> **Task description**: Copy every line of the listing below, adding -88 to each number in the answer coordinates while leaving the sample coordinates unchanged. Leave the pictures out.

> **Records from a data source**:
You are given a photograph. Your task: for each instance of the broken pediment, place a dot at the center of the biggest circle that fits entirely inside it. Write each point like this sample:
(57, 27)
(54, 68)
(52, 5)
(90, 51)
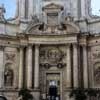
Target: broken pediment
(52, 6)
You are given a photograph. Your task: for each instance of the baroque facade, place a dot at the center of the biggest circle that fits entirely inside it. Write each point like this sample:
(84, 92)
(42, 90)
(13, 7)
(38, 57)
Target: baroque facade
(49, 40)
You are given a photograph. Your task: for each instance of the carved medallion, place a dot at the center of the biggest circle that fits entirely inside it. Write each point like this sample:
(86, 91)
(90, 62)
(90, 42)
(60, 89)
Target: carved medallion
(54, 55)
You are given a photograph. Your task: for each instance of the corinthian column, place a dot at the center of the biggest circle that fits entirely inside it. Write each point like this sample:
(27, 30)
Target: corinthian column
(29, 66)
(68, 67)
(36, 70)
(75, 65)
(22, 8)
(21, 55)
(85, 67)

> **Output for this task**:
You are given a photograph. Your task: for each instance of the broken pediment, place a dot at the center of the biggest circle that fits entirely inside it. Write each point like this sample:
(57, 27)
(54, 68)
(52, 5)
(90, 51)
Target: broken pediment
(-36, -82)
You are given a photograph. Your task: for each instance of the baroque facade, place a dot at the center of the biggest circle that fits entirely inside it. Write each point like this sample:
(84, 92)
(42, 90)
(13, 7)
(38, 57)
Target: baroque facade
(-39, -48)
You are given a photograph. Your task: for each instance of the carved medallion, place a dot at the center of the biggest circle that fits entirely inside it. Write each point like this sample:
(86, 91)
(90, 62)
(90, 42)
(60, 89)
Target: carved medallion
(-34, -33)
You are given a photograph. Your task: for each instance of the corinthian column, place a dot at the center of the biggest circle that fits entirely inside it. Write each point like this sample:
(27, 30)
Target: corinthian column
(-59, -22)
(-20, -21)
(-52, -18)
(-13, -23)
(-66, -80)
(-67, -33)
(-3, -21)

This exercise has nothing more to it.